_Short exercise_
Render every line of the entries below as a JSON list of strings, one string per line, leaving out blank lines.
Begin Given data
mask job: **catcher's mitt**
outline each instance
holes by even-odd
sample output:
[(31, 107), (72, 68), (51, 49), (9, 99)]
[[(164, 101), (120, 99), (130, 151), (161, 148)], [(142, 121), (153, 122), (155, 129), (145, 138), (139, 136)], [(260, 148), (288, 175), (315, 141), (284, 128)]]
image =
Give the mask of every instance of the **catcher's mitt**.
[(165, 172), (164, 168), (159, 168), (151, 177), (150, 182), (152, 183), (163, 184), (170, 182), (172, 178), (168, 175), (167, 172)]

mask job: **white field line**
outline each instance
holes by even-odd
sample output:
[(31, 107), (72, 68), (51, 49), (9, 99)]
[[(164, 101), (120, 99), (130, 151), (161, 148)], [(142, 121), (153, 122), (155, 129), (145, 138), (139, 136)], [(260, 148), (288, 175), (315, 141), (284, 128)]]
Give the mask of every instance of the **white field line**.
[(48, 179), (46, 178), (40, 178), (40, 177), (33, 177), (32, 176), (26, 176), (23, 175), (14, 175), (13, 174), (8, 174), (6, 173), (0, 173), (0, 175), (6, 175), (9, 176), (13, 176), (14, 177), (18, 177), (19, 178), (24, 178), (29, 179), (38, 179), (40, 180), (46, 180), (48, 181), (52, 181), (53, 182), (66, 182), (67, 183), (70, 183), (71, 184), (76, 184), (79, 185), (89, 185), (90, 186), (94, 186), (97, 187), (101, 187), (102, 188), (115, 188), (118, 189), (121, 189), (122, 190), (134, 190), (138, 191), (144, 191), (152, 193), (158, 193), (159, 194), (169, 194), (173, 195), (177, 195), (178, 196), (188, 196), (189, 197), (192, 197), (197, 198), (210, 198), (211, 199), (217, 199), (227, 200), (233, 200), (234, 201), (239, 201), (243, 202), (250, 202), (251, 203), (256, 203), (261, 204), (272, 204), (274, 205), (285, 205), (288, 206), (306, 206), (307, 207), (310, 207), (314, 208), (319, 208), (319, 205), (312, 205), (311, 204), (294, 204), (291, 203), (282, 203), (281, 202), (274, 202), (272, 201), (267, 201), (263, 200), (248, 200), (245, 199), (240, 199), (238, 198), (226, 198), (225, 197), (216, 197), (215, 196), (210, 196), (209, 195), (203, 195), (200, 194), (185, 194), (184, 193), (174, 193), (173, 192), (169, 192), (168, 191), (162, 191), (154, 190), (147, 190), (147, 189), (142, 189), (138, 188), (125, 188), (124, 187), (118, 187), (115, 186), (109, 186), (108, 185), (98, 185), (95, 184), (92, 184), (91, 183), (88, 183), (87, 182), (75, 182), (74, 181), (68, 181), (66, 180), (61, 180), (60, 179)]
End Given data
_Expected answer_
[
  "mask job: **catcher's mitt**",
  "outline each instance",
  "holes by even-odd",
  "sample output:",
  "[(31, 107), (72, 68), (51, 49), (9, 99)]",
  "[[(164, 101), (120, 99), (130, 151), (161, 148)], [(142, 121), (153, 122), (155, 129), (145, 138), (139, 136)], [(260, 148), (288, 175), (315, 141), (284, 128)]]",
  "image =",
  "Give the mask of every instance of the **catcher's mitt**.",
  "[(165, 172), (164, 168), (159, 168), (151, 177), (150, 182), (152, 183), (163, 184), (170, 182), (172, 178), (168, 175), (167, 172)]",
  "mask job: **white field line**",
  "outline each instance",
  "holes by even-odd",
  "sample output:",
  "[(31, 107), (72, 68), (51, 49), (9, 99)]",
  "[[(164, 101), (120, 99), (130, 151), (161, 148)], [(142, 121), (153, 122), (155, 129), (145, 138), (139, 136)], [(260, 148), (288, 175), (315, 141), (284, 128)]]",
  "Give the mask of every instance of the **white field line**.",
  "[(48, 179), (46, 178), (40, 178), (40, 177), (33, 177), (32, 176), (26, 176), (23, 175), (14, 175), (13, 174), (8, 174), (6, 173), (0, 173), (0, 175), (6, 175), (9, 176), (13, 176), (14, 177), (18, 177), (19, 178), (24, 178), (29, 179), (38, 179), (40, 180), (46, 180), (48, 181), (52, 181), (53, 182), (66, 182), (67, 183), (70, 183), (71, 184), (76, 184), (79, 185), (89, 185), (90, 186), (94, 186), (97, 187), (101, 187), (102, 188), (115, 188), (118, 189), (121, 189), (122, 190), (134, 190), (138, 191), (144, 191), (152, 193), (158, 193), (159, 194), (169, 194), (173, 195), (177, 195), (178, 196), (188, 196), (189, 197), (192, 197), (197, 198), (210, 198), (211, 199), (217, 199), (227, 200), (233, 200), (234, 201), (239, 201), (243, 202), (250, 202), (251, 203), (256, 203), (261, 204), (272, 204), (274, 205), (285, 205), (288, 206), (306, 206), (307, 207), (310, 207), (314, 208), (319, 208), (319, 205), (312, 205), (311, 204), (294, 204), (291, 203), (282, 203), (281, 202), (274, 202), (272, 201), (267, 201), (263, 200), (248, 200), (245, 199), (240, 199), (238, 198), (226, 198), (225, 197), (216, 197), (215, 196), (210, 196), (209, 195), (203, 195), (200, 194), (185, 194), (184, 193), (174, 193), (173, 192), (169, 192), (168, 191), (162, 191), (154, 190), (147, 190), (147, 189), (142, 189), (138, 188), (125, 188), (124, 187), (118, 187), (115, 186), (109, 186), (108, 185), (98, 185), (95, 184), (92, 184), (91, 183), (88, 183), (87, 182), (75, 182), (74, 181), (68, 181), (66, 180), (61, 180), (60, 179)]"
]